AÇÕES A REALIZAR »
(A) Traduza para inglês a frase "A viagem de comboio permite passar por sítios diferentes dos não-lugares das auto-estradas.", retirada do excerto sobre o Caminho.
(B) Segundo o excerto sobre o Caminho, em que data aconteceu o dia de viagem para a partida?
(C) Retome o excerto sobre o Caminho a partir da sua última frase.

EXCERTO DO TEXTO »
+++

O planeamento, detalhado ou fluido, está dependente de muitos factores que só lhe dizem respeito a si: a condição física (qualquer pessoa pode fazer o caminho desde que se conheça e o adapte às suas possibilidades), a idade, o seu gosto por ir sozinho ou acompanhado, os seus medos, a sua vontade de se inspirar, ou não, na abundante partilha de outros peregrinos que está disponível na internet, o orçamento que quer afectar, a altura do ano em que pretende ir e, muito importante, a consciência das razões porque quer fazer o Caminho.
Na certeza, confirmada pela experiência destas duas peregrinações, de que só existem os nossos limites para o fazer. E que cuidar de nós é fundamental.

Vamos ser sinceras. Eu gosto de viajar. Gosto de ir, de partir.
O dia de viagem para a partida aconteceu a 02 de Outubro, num percurso de comboio de Santa Apolónia a Caminha e terminou com a travessia do rio Minho de barco e a passeata de 5 km até à primeira cidadezinha galega - A Guardia.
A viagem de comboio permite passar por sítios diferentes dos não-lugares das auto-estradas. Mais humanos e próximos da vida, com mais natureza, onde se percebe a estação do ano em que estamos.
À medida que o comboio avança, ganho distância e a minha disponibilidade aumenta. Vêm-me à cabeça rotinas, ocupações e preocupações, mas deixo ir, agora não quero saber. Agora não me importa.
Chegadas ao Albergue de Caminha um simpático senhor informa-nos que a travessia do rio não se faz à segunda-feira. Decidimos atravessar para Espanha e não dormir em Caminha.
Esta possibilidade de ajuste, para mim é condição necessária. Embora saiba que muitas pessoas privilegiam a previsibilidade de marcações prévias e de uma planificação menos flexível. Faça-o à sua medida.

+++

DADOS FORNECIDOS »
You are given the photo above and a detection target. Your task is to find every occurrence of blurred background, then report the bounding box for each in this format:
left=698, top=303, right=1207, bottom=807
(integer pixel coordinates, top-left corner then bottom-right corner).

+++

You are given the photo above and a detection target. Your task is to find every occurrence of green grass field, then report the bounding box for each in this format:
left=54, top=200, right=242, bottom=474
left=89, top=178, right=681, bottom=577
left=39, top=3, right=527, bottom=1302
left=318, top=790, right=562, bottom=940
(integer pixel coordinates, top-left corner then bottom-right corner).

+++

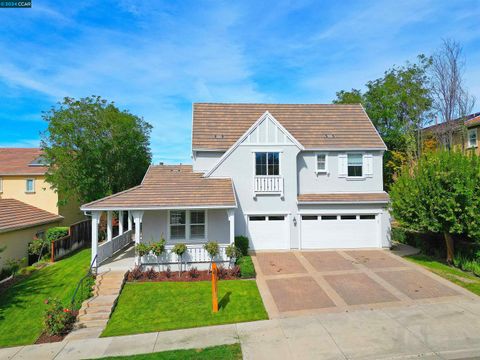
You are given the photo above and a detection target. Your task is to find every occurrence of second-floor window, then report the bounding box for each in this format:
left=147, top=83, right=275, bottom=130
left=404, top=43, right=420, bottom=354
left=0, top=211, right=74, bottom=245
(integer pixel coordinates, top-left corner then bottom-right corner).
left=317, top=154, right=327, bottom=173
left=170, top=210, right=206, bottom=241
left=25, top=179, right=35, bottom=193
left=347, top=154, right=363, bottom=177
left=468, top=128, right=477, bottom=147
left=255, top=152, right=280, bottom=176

+++

RESULTADOS POR TAREFA »
(A) Train travel lets you pass through places different from the non-places of the highways.

(B) A 02 de Outubro.

(C)
Perguntamos pelo albergue na vila piscatória e um local dispõe-se e ir connosco até lá, contando a história da terra, das dificuldades atuais para ganhar a vida e da migração e imigração das gentes novas para outras paragens.
Chegadas ao albergue aguardámos. Estava fechado com um letreiro na porta para contactar a polícia local. Um peregrino ciclista já o tinha feito e, passado pouco tempo, vieram os polícias que nos registaram a entrada. Instalámo-nos na camarata e depois de descansarmos um pouco fomos dar uma volta pela terra e jantar um polvo cozido a saber a mar numa esplanada virada para o porto e para o passadiço que o contornava – ponto de encontro das gentes locais. Terminámos o dia com um belo pôr-do-sol.

- Garantia de tranquilidade e contacto com a natureza
A maior parte dos percursos que fiz, tanto neste Caminho, como no anterior, são de emersão na natureza. Apesar de atravessarmos cidades (Baiona, Vigo e Pontevedra) e de termos alguns troços de circulação pela estrada N 550, a maioria do percurso é feita por caminhos muito bonitos em meio natural, atravessando bosques, troços de via romana, passando por pequenas aldeias e vilas em estradas secundárias sem movimento ou em trilhos de terra batida.
Neste Caminho, o tempo com manhãs frescas e suaves, permitiu começar as etapas mais tarde e a um ritmo tranquilo. Aliás, caminhar ao nosso ritmo é uma das sugestões que vale a pena seguir.
Apreciar verdadeiramente os ambientes por onde passamos, sentir os cheiros, as texturas, os sons, as cores, o nascer e o pôr do sol, as casas e as gentes é um dos privilégios deste jogo de sentidos.
Quando andamos a pé vemos as coisas de outra forma, prestamos atenção a pormenores que não nos são habituais. Para mim essa é uma das formas de entrar no meu ritmo, de me conectar com a natureza e comigo própria.
Ao longo do caminho cruzámo-nos com outros peregrinos, bastantes mais a partir de Redondela quando apanhamos o Caminho Português - existe uma disponibilidade, um espírito de solidariedade e simpatia que une os peregrinos e permite ter curtas, honestas e profundas conversas com quem não conhecemos de lado nenhum, nem provavelmente voltaremos a encontrar. Também é uma forma de treino da nossa humanidade e a nossa condição humana sai reforçada.

A primeira etapa decorreu de A Guardia a Mougás, num percurso de cerca de 20Km por trilhos planos e perto do mar. Casas dispersas pela falésia, casas-abrigo improvisadas e terrenos vedados sem casas dão nota de uma procura por gente com menos dinheiro do que vontade de estar próxima destas belas paisagens. Paragem para almoço numa esplanada fronteira ao imponente Mosteiro de Oia.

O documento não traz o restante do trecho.